● What is required
Scale the records from the line containing "Pass this photo to locate to point out the hummingbird eye." through the line containing "x=1207, y=268" by reproducing every line in that stretch, with lines that hold no coordinates left as they are. Multiply each x and y pixel coordinate by 2.5 and round it to a whole number, rounding halves up.

-- BEGIN Material provided --

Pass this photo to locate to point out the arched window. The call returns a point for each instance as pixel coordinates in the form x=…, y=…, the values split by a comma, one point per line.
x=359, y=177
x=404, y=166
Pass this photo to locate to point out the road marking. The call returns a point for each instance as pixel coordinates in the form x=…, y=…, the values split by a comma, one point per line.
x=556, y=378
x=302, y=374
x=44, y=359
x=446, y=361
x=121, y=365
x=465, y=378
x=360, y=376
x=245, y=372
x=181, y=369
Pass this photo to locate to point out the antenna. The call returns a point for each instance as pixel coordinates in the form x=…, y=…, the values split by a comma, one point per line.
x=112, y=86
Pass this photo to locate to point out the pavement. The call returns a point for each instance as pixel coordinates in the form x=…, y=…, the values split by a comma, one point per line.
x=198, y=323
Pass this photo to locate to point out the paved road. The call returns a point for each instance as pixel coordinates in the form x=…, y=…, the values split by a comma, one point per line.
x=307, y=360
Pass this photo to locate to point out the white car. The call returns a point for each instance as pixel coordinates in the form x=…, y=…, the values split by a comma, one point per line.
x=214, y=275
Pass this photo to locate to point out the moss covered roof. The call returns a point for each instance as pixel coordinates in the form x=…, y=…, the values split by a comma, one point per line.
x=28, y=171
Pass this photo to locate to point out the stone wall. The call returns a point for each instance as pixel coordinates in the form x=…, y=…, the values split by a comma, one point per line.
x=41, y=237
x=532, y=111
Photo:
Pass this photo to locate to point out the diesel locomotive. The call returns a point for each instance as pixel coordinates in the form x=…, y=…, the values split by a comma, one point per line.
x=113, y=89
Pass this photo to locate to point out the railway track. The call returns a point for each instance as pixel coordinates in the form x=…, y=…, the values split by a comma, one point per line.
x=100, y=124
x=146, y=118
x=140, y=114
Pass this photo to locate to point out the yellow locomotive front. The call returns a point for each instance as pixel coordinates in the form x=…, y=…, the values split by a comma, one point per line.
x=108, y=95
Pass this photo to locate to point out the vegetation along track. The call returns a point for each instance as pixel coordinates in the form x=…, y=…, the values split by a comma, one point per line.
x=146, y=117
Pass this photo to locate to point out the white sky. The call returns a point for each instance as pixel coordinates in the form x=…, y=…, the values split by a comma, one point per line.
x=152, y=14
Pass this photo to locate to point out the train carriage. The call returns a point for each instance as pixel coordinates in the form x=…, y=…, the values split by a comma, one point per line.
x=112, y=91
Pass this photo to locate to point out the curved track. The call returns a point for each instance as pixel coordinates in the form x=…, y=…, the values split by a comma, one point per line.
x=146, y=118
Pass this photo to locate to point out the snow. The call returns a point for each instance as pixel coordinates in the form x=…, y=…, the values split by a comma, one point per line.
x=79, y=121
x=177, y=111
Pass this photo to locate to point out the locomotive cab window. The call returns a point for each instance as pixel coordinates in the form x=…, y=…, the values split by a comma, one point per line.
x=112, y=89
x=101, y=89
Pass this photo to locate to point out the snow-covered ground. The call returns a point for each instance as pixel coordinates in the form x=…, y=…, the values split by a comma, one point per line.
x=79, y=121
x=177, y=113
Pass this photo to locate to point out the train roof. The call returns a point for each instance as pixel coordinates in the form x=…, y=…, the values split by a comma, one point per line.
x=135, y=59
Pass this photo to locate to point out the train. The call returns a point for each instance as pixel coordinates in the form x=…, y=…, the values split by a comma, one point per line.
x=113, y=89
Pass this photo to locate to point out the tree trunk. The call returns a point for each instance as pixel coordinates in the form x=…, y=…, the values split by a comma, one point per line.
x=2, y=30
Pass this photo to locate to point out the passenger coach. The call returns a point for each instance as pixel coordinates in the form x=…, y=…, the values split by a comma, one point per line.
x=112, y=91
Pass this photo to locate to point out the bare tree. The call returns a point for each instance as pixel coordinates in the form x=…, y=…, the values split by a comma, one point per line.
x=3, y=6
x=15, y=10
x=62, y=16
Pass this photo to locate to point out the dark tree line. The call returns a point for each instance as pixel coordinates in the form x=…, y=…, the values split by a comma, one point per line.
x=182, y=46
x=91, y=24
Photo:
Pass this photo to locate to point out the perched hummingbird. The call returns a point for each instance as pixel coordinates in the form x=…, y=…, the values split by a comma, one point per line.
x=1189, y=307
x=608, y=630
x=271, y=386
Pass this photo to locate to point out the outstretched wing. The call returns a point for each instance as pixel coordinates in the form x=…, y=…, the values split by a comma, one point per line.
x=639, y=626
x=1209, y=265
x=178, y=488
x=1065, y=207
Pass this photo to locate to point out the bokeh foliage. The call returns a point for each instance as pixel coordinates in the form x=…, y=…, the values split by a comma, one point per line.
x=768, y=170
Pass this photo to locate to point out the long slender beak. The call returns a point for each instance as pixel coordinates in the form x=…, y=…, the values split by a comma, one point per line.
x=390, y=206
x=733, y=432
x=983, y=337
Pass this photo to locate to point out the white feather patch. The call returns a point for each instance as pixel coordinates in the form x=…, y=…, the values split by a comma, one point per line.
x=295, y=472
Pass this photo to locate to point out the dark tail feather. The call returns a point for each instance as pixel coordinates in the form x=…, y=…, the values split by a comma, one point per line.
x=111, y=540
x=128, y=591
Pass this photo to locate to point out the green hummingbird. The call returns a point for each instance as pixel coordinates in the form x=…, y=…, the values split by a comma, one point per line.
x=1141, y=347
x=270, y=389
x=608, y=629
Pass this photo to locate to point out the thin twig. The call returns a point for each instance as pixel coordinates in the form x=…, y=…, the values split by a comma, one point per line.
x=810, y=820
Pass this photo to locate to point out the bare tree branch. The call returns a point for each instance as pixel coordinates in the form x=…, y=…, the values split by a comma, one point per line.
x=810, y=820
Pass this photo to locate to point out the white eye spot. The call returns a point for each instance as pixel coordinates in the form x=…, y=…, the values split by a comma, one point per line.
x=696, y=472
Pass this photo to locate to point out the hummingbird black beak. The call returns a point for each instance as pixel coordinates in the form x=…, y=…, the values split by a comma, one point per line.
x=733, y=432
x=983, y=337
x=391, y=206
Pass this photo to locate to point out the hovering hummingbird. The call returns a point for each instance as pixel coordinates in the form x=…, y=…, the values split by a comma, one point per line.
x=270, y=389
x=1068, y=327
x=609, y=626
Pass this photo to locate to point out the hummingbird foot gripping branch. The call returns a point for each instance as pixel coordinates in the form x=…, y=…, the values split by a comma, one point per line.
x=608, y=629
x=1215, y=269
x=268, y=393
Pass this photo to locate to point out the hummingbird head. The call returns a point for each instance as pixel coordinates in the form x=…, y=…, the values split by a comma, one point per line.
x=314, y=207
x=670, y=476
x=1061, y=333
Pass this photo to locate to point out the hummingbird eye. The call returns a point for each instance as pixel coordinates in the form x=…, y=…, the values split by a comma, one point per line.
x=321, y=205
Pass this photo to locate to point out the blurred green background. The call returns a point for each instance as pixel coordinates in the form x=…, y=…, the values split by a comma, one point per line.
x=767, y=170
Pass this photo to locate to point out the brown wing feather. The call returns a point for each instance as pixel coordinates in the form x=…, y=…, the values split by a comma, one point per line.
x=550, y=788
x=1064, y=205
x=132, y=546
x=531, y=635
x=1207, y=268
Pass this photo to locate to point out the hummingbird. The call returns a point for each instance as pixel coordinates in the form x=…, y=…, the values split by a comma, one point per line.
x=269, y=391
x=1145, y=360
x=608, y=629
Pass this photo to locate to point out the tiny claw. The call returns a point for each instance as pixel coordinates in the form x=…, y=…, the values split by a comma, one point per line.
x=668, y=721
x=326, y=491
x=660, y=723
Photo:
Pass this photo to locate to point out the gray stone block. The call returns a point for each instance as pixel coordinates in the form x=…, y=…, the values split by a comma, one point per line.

-- END Material provided --

● Right answer
Pass this photo to locate to point out the hummingbird eye. The call returns a point for each instance as pixel coordinates in the form x=…, y=…, the values split by a comma, one point per line.
x=803, y=513
Pass this photo to locate to point out the blurred green background. The call returns a point for each instance as pixel coordinates in the form x=…, y=…, the values split by a comma, one point per line.
x=1918, y=425
Pass this photo to locate to point out the brown wing feather. The call returns a point for each instance as pixel coordinates in the form x=…, y=…, the values split by a comma, one point per line.
x=1375, y=1970
x=2660, y=513
x=330, y=1365
x=1328, y=1588
x=3018, y=670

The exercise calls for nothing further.